■ INSTRUCTION:
Write out the items below again, substituting "Query" for each "Target" and changing nothing else.

■ Coordinate annotation items:

+++

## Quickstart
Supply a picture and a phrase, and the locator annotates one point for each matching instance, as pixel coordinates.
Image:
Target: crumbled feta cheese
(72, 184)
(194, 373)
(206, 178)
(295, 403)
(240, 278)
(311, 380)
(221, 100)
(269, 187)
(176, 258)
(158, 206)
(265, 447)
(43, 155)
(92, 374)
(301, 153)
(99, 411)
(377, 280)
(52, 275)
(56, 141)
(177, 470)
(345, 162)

+++

■ SOLUTION TO THIS EXERCISE:
## Quickstart
Supply a picture and a phrase, and the locator annotates one point for each matching instance, as pixel coordinates.
Image:
Query: crumbled feta cheese
(72, 184)
(194, 373)
(206, 178)
(295, 403)
(240, 278)
(311, 380)
(221, 100)
(269, 187)
(176, 258)
(158, 206)
(265, 447)
(43, 155)
(92, 374)
(301, 153)
(99, 411)
(377, 280)
(52, 275)
(56, 141)
(177, 470)
(345, 162)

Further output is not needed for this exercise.